• Work item: Print out the full listing exactly as it reads.
(Task data Opens)
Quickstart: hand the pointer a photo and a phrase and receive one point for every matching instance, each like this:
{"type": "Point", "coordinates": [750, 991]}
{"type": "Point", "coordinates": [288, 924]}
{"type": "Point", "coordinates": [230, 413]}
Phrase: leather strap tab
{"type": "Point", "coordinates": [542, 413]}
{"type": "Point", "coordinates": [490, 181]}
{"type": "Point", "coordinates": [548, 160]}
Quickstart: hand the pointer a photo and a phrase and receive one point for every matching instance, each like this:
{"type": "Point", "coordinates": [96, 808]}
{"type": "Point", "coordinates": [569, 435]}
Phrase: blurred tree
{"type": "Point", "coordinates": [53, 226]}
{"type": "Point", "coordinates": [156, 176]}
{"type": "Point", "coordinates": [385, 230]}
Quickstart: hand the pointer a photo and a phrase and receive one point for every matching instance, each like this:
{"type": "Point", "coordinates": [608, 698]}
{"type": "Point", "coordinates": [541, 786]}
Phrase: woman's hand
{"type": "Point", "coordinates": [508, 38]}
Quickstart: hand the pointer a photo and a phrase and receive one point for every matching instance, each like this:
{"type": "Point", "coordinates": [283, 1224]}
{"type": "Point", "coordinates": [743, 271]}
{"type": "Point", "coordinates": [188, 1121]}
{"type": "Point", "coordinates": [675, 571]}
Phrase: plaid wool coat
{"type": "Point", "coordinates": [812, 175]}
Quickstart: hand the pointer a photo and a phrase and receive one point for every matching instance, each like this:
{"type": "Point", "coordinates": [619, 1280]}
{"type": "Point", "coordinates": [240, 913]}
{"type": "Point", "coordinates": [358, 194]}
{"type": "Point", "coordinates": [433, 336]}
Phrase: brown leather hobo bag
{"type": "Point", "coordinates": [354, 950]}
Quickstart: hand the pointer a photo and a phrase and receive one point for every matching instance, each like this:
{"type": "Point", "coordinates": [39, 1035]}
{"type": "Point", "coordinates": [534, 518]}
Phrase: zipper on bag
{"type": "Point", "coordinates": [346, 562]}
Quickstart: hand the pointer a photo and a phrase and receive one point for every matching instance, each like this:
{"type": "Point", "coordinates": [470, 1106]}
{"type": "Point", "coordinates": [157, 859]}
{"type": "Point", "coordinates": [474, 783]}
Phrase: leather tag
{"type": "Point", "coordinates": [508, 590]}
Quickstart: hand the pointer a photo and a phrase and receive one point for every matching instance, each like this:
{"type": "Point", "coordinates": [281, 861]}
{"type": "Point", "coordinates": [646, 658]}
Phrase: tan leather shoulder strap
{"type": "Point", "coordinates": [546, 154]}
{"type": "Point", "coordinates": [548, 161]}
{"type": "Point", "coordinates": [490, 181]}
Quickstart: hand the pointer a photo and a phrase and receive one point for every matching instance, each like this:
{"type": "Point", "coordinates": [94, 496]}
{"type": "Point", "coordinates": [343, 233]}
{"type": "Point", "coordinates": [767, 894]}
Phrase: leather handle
(Task data Closes)
• Written answer:
Quickstart: hand the pointer a photo and a phrase and receive one point for every matching instance, each like this:
{"type": "Point", "coordinates": [750, 991]}
{"type": "Point", "coordinates": [288, 924]}
{"type": "Point", "coordinates": [230, 413]}
Phrase: leather strap tab
{"type": "Point", "coordinates": [542, 413]}
{"type": "Point", "coordinates": [490, 181]}
{"type": "Point", "coordinates": [548, 160]}
Quickstart: hand the pointer a photo and a phrase and receive one point for every matching instance, each like this:
{"type": "Point", "coordinates": [96, 808]}
{"type": "Point", "coordinates": [569, 435]}
Phrase: blurred tree
{"type": "Point", "coordinates": [53, 226]}
{"type": "Point", "coordinates": [156, 176]}
{"type": "Point", "coordinates": [385, 230]}
Quickstart: hand the pointer a photo and a phrase and receive one point for every matching instance, each like this:
{"type": "Point", "coordinates": [608, 698]}
{"type": "Point", "coordinates": [541, 786]}
Phrase: woman's hand
{"type": "Point", "coordinates": [508, 38]}
Quickstart: hand the pointer a photo and a phrase and receive one point for every matching instance, each like this:
{"type": "Point", "coordinates": [283, 1224]}
{"type": "Point", "coordinates": [743, 271]}
{"type": "Point", "coordinates": [188, 1121]}
{"type": "Point", "coordinates": [675, 571]}
Phrase: plaid wool coat
{"type": "Point", "coordinates": [812, 175]}
Quickstart: hand the pointer a photo and a phrase and receive one point for every matching instance, each like this:
{"type": "Point", "coordinates": [619, 1280]}
{"type": "Point", "coordinates": [240, 913]}
{"type": "Point", "coordinates": [358, 194]}
{"type": "Point", "coordinates": [433, 336]}
Phrase: brown leather hobo bag
{"type": "Point", "coordinates": [354, 950]}
Quickstart: hand the pointer a photo and a phrase and receive one point for every matching instance, each like this:
{"type": "Point", "coordinates": [39, 1035]}
{"type": "Point", "coordinates": [534, 518]}
Phrase: zipper on bag
{"type": "Point", "coordinates": [346, 562]}
Quickstart: hand the pointer a photo and a phrase and receive one point for every matching instance, each like this:
{"type": "Point", "coordinates": [470, 1106]}
{"type": "Point", "coordinates": [157, 859]}
{"type": "Point", "coordinates": [474, 783]}
Phrase: leather tag
{"type": "Point", "coordinates": [508, 590]}
Quickstart: hand the pointer a photo and a phrase and receive one point for every matching instance, each like this:
{"type": "Point", "coordinates": [281, 861]}
{"type": "Point", "coordinates": [646, 658]}
Phrase: tan leather shoulder strap
{"type": "Point", "coordinates": [546, 154]}
{"type": "Point", "coordinates": [548, 161]}
{"type": "Point", "coordinates": [490, 181]}
Quickstart: hand the pointer a photo and a phrase and receive one point for every matching instance, each like this:
{"type": "Point", "coordinates": [94, 496]}
{"type": "Point", "coordinates": [343, 233]}
{"type": "Point", "coordinates": [767, 894]}
Phrase: leather handle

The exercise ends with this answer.